### TEXT SEGMENT
********************
OneDrive SharePoint Migration Tool (SPMT)

I have a Office 365 Business Premium account. I wanted to sync many large folders with OneDrive for Business. However, it was taking very long to upload. While I was searching for improvements, I saw many other people have observed that OneDrive is much slower than Dropbox, Box, AWS, Google Files etc. Apparently this is a ‘known issue’ and Microsoft is addressing it.

One of the things they have done is provide a standalone desktop application called ‘SharePoint Migration Tool (SPMT)’. While the name doesn’t specifically include OneDrive, the tool is intended for use with Sharepoint and OneDrive. However, there are a few pieces of information I learned to use it for OneDrive. That is the purpose of this post.

First, the user who will be using SPMT must have permissions for the OneDrive for Business account you want to upload files to.

Then you need to download SPMT from here https://www.microsoft.com/en-us/download/details.aspx?id=53598

The SPMT tool can be used in any of several migration ‘scenarios’, but the one I am focusing on here is the ‘File share to OneDrive and SharePoint’ scenario. I wanted to use SPMT as a potentially faster way to upload files from my desktop computer to OneDrive for Business.

The guide for this scenario is here https://docs.microsoft.com/en-us/sharepointmigration/fileshare-to-odsp-migration-guide.

After you download, install and start SPMT the start screen will ask you to sign into to your Office 365 account. This will be user that has permission on OneDrive.

After successfully signing in you will see 3 scenarios to choose from:

The two that I was interested in testing were:

  • File Share
  • CSV file for bulk migration

Note / spoiler alert
While SPMT provides much more flexibility in terms of identifying source and target, and capability to batch migration jobs, it was not dramatically faster than just using OneDrive desktop sync tool. It took me a couple of hours to upload only 1000 files total 3 GB in size.
********************
### DATA EXCERPTS

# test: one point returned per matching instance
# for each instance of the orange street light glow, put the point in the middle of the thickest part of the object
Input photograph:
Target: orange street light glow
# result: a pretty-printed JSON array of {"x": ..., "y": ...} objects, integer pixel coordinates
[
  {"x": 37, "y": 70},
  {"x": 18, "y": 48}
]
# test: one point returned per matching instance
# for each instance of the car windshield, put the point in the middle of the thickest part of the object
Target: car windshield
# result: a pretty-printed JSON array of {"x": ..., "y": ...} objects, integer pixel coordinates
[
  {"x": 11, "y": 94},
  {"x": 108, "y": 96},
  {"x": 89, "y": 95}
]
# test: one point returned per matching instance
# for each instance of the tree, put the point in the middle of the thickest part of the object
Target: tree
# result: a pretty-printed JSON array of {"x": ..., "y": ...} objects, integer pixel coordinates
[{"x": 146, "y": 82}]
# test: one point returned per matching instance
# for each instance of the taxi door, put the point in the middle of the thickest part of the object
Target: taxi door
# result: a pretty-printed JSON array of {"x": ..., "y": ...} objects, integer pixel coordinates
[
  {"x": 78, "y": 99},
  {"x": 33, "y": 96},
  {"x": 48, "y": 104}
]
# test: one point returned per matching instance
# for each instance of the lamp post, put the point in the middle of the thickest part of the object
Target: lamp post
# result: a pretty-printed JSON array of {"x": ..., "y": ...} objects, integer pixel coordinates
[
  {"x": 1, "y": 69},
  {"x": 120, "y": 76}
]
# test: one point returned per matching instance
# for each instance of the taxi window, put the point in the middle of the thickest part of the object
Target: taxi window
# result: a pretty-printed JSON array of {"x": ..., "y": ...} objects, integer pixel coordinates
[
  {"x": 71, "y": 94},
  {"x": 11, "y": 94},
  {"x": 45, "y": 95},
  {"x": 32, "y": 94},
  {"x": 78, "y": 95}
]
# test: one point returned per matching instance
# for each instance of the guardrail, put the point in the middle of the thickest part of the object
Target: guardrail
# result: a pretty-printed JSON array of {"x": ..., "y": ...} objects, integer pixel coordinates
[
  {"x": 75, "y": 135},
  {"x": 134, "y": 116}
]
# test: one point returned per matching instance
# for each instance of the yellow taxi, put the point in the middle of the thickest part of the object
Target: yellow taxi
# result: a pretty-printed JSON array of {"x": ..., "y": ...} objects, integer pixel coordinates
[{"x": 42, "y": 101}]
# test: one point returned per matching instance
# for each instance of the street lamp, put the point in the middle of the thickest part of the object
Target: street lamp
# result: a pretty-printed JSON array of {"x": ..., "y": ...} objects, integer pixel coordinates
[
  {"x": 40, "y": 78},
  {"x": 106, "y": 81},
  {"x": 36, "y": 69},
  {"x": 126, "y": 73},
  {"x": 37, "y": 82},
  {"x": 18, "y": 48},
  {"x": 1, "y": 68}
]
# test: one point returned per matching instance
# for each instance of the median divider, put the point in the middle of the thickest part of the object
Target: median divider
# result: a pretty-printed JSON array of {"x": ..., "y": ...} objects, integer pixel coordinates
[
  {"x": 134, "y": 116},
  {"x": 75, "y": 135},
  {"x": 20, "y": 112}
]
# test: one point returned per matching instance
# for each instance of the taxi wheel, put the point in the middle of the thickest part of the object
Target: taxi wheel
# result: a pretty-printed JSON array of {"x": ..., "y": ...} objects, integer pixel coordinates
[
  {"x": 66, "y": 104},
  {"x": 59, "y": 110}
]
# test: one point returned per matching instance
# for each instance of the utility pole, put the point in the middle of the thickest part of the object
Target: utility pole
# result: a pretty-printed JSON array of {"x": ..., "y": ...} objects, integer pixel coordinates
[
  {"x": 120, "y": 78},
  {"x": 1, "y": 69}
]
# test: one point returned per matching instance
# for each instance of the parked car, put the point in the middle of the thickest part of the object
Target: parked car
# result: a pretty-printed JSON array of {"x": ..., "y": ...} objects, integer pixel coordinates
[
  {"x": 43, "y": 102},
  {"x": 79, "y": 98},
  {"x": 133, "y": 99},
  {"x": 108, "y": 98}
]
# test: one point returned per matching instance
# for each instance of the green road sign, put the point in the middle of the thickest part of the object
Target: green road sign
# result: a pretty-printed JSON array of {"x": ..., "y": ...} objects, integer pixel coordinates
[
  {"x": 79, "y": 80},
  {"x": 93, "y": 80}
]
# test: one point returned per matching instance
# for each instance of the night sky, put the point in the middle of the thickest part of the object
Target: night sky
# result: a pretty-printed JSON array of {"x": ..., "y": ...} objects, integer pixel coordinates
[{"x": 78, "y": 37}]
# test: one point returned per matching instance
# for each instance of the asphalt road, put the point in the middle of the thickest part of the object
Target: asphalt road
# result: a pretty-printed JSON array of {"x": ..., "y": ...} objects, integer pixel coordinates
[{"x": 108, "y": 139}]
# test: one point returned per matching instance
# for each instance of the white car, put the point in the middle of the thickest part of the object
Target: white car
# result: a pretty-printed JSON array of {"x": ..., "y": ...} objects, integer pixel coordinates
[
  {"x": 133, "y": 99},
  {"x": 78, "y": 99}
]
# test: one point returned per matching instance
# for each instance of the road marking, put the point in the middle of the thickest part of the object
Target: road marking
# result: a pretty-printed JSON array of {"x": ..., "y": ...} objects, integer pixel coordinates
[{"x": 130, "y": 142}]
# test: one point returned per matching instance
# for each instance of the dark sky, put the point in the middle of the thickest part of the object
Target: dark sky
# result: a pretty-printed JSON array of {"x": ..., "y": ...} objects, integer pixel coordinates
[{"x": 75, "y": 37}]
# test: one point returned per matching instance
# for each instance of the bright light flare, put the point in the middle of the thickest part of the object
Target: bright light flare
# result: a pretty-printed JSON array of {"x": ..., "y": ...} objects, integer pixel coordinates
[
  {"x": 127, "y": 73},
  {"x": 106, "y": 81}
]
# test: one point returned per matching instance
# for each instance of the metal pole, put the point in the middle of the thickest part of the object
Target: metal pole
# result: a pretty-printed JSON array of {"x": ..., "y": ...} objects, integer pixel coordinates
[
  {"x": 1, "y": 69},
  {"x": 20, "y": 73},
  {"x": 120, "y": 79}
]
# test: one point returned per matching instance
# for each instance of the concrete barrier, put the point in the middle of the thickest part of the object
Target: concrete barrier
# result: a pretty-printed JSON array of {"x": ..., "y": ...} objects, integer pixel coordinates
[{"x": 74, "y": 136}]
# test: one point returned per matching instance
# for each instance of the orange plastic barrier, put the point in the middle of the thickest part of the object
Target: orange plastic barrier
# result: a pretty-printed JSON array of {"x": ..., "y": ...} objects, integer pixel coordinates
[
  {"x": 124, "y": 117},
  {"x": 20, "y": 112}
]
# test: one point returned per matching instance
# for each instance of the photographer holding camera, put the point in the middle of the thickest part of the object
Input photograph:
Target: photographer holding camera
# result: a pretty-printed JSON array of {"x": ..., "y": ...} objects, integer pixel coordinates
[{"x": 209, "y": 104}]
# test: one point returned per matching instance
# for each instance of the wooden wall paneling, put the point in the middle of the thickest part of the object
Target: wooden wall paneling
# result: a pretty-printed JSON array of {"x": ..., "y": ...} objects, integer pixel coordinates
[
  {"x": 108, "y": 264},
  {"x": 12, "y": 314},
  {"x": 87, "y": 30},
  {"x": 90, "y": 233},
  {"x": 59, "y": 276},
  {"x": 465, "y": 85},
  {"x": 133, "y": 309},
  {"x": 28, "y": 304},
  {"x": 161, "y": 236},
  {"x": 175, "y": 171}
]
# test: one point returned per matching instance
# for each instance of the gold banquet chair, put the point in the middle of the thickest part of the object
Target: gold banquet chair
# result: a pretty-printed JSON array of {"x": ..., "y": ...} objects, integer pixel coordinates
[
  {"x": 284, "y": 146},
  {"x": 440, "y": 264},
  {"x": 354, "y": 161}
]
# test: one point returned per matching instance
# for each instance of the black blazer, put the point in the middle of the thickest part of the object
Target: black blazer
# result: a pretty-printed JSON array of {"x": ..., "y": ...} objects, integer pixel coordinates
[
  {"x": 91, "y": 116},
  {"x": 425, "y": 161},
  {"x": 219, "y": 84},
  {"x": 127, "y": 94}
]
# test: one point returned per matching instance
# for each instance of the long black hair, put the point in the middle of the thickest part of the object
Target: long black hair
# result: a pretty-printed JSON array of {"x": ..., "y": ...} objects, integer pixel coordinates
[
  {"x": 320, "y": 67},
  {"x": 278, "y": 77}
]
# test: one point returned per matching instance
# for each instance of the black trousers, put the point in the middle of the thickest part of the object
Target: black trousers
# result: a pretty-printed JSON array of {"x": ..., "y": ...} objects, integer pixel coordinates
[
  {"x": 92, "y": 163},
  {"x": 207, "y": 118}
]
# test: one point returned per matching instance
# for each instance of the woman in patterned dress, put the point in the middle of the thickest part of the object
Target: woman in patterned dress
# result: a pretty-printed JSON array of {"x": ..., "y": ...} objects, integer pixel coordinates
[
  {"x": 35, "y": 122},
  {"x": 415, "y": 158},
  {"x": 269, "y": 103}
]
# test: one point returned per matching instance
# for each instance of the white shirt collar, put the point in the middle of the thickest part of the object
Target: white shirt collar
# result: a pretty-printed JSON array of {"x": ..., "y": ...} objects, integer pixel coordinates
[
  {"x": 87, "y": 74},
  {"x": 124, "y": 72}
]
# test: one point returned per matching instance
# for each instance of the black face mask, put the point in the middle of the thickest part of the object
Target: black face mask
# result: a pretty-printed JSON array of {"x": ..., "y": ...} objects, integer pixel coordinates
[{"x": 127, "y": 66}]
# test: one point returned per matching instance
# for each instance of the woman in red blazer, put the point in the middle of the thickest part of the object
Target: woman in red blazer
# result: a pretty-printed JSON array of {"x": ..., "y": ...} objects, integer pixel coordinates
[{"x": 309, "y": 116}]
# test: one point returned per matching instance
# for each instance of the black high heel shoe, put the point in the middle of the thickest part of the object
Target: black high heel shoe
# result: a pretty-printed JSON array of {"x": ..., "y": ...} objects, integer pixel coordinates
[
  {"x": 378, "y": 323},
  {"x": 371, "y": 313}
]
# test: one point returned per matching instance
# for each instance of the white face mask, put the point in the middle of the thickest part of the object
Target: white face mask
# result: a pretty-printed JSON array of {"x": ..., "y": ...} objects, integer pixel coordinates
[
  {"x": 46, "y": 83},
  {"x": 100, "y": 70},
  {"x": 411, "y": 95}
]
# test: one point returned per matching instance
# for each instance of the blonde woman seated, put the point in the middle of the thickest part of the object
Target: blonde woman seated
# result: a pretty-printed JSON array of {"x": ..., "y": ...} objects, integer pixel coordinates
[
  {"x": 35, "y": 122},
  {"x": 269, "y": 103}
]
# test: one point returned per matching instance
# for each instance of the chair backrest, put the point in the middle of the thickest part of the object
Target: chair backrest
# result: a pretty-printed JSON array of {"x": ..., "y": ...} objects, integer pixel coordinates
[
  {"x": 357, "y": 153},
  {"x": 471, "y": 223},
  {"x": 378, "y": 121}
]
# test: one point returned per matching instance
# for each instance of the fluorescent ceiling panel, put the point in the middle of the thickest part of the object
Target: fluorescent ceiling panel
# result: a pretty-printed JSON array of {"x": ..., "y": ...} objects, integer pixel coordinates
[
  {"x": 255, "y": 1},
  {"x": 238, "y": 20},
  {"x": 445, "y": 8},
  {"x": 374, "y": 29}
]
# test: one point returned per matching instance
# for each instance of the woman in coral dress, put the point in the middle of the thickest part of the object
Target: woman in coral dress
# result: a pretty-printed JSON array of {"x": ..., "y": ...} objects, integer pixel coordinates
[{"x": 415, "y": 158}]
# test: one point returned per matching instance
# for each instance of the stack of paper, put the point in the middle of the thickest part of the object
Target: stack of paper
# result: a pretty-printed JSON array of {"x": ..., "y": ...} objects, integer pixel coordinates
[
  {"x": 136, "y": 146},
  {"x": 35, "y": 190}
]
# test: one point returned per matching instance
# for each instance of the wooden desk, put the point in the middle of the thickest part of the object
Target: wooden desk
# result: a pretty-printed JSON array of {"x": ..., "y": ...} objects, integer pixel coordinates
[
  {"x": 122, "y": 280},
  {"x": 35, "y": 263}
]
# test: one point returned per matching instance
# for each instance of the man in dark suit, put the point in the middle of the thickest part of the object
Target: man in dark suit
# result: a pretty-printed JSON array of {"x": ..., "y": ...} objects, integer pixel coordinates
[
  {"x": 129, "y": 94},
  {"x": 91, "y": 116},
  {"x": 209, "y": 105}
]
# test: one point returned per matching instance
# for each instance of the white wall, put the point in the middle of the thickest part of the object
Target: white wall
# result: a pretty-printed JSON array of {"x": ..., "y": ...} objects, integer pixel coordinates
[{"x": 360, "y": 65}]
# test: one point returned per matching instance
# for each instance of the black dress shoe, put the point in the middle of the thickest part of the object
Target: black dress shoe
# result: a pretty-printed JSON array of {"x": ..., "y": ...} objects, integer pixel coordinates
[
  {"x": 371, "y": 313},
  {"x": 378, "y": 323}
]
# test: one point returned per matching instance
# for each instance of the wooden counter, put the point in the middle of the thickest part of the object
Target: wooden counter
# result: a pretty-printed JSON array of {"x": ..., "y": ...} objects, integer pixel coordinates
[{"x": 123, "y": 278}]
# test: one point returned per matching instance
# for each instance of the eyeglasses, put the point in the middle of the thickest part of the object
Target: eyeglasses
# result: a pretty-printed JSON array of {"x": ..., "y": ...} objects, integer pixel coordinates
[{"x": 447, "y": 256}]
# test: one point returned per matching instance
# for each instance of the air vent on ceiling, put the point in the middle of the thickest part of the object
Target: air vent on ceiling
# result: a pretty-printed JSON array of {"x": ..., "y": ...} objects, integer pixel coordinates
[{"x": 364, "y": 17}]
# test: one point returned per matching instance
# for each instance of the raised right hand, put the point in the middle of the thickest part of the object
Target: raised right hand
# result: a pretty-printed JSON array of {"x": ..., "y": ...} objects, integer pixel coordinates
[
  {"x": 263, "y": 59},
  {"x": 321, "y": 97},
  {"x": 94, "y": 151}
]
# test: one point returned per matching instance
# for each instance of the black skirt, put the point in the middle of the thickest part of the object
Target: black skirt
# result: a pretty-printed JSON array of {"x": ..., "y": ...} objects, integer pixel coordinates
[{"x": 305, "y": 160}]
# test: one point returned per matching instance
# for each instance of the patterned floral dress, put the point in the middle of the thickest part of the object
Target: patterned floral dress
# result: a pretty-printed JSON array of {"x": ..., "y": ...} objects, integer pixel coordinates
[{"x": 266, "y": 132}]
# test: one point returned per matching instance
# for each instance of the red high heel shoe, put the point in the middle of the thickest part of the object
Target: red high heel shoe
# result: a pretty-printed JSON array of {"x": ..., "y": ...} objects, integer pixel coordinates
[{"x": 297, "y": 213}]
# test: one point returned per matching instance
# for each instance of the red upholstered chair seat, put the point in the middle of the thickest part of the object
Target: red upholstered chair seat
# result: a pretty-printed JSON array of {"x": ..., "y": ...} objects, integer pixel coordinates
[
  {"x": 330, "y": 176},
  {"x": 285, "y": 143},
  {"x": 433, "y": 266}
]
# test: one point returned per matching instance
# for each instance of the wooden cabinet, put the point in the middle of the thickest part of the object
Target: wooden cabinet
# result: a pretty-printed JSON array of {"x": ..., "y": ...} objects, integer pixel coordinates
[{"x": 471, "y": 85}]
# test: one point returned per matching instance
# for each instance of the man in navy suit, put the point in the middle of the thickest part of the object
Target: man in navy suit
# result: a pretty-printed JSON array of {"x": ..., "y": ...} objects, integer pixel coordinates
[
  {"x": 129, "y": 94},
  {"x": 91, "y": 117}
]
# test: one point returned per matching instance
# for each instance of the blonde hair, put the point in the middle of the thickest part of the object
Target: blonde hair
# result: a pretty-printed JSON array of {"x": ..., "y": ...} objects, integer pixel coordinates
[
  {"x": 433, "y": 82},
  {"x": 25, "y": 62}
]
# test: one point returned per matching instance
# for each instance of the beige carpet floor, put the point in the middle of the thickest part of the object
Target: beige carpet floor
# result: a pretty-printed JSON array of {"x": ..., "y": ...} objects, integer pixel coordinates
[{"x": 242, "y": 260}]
********************
### WORK TO DO
1. Copy out the stretch of the OneDrive migration post from "OneDrive SharePoint Migration" through "upload files to.", swapping "Dropbox" for "iCloud".
2. Write the next part of the post about using the SharePoint Migration Tool with OneDrive.

### REPLIES
1.
OneDrive SharePoint Migration Tool (SPMT)

I have a Office 365 Business Premium account. I wanted to sync many large folders with OneDrive for Business. However, it was taking very long to upload. While I was searching for improvements, I saw many other people have observed that OneDrive is much slower than iCloud, Box, AWS, Google Files etc. Apparently this is a ‘known issue’ and Microsoft is addressing it.

One of the things they have done is provide a standalone desktop application called ‘SharePoint Migration Tool (SPMT)’. While the name doesn’t specifically include OneDrive, the tool is intended for use with Sharepoint and OneDrive. However, there are a few pieces of information I learned to use it for OneDrive. That is the purpose of this post.

First, the user who will be using SPMT must have permissions for the OneDrive for Business account you want to upload files to.

2.
The Microsoft documentation refers to migrations with multiple TB’s of files but my experience suggests that would be impossible if the files were coming from outside of Microsoft cloud. Therefore, it is clear that for large migrations, the SPMT is intended primarily for use within Microsoft cloud.

File Share
The File share option is pretty straightforward. Use SPMT to select the local folder to upload, then manually enter the OneDrive location url to upload them to. However, there are some things to pay attention to here:

  • When you select a local (aka source) folder only it’s contents will be uploaded, not the entire folder with selected local folder name.
  • The string you enter for the OneDrive (aka target) location url is not 100% intuitive or completely described in the instructions. See below.

OneDrive (aka target) location url
The exact specifications for this are not given in a way that is intuitively helpful. There are subtle differences in the url between SharePoint and OneDrive. The linked documentation does indicate these but I had to search for additional clarification which I pass on below.

If my Office 365 account domain is ‘mycompany’ (eg mycompany.onmicrosoft.com) and the user is ‘myuser’ (eg myuser@mycompany.onmicrosoft.com) then myuser’s OneDrive target location url:

https://mycompany-my.sharepoint.com/personal/myuser_mycompany_onmicrosoft_com/

You can also simply copy this from your browser address bar when you are viewing myuser’s OneDrive folder online.

CSV file for bulk migration
This option uses similar information as above but you put the information for source and target into a CSV (or JSON) file format.

CSV file format:

  • Has 6 columns
    • Column A: Mandatory. Source folder path regular Windows path. Use double quotes if path has spaces.
    • Column B: Optional. For Sharepoint migration only. Not for file migration like we are talking about here.
    • Column C: Optional. Subfolder of source path.
    • Column D: Mandatory. OneDrive (aka target) location url. Note do not include anything other than what is above. Column D and E are used to specify folders.
    • Column D: Mandatory. Standard value “Documents”
    • Column F: Optional. Subfolders that will be created if they are not already present under your OneDrive root url. Enter as “Folder/subfolder/”. Note the use of fore slash and double quotes if any spaces.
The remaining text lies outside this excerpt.